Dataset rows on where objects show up
____________________
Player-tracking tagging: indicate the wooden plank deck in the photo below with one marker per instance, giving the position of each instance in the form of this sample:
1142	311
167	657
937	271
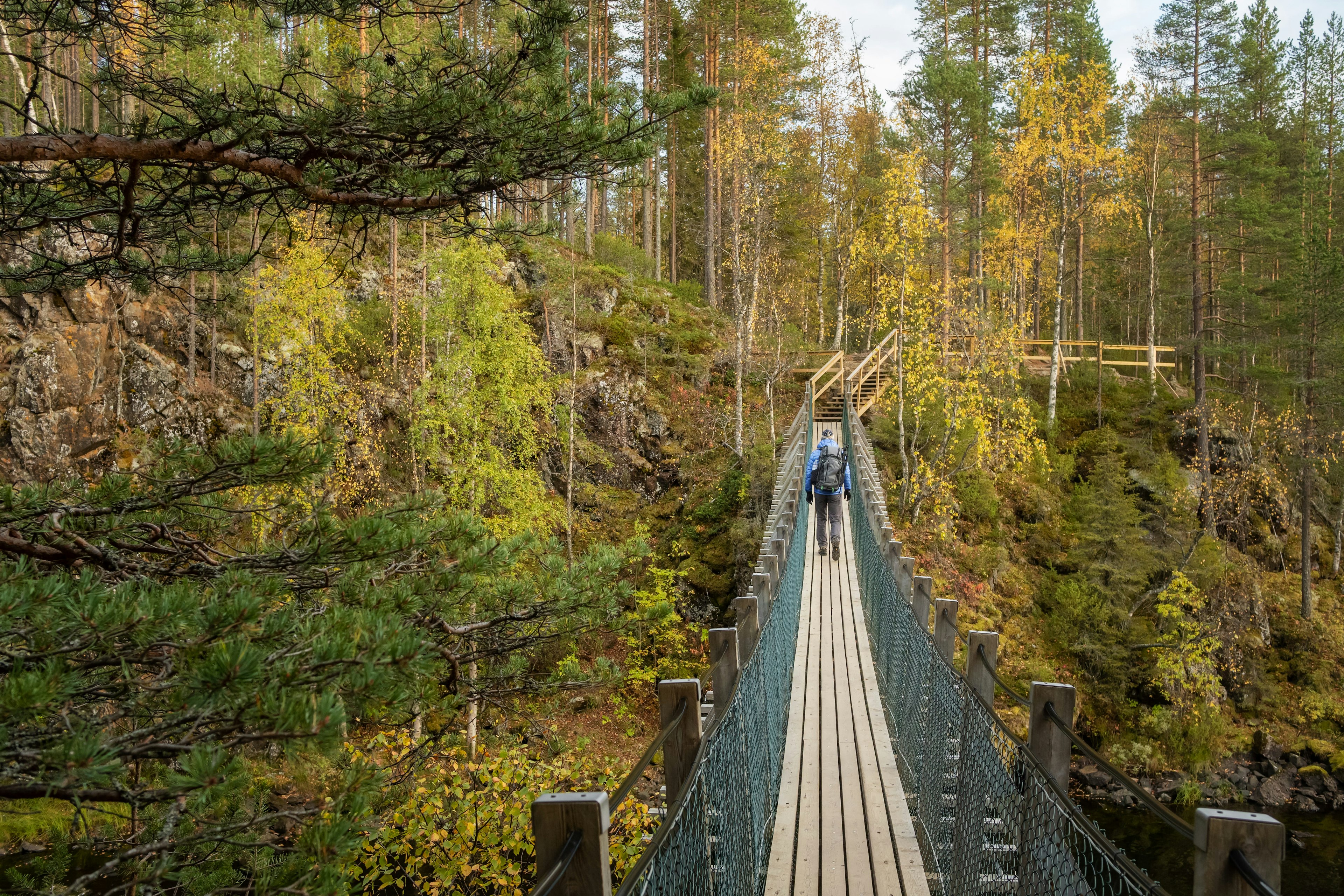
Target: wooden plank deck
____________________
== Brief ==
Rewrite all the entries with "wooden plank deck" swapped for "timber boardwalk" and every other word left the same. Don't include the pictures in your answer.

== Answer ==
Player-tracking tagging: indicate the timber boardwalk in the photo below with one marker per instance, giving the position of each instance in the form of this sample:
1142	311
167	657
937	271
Target: timber boardwalk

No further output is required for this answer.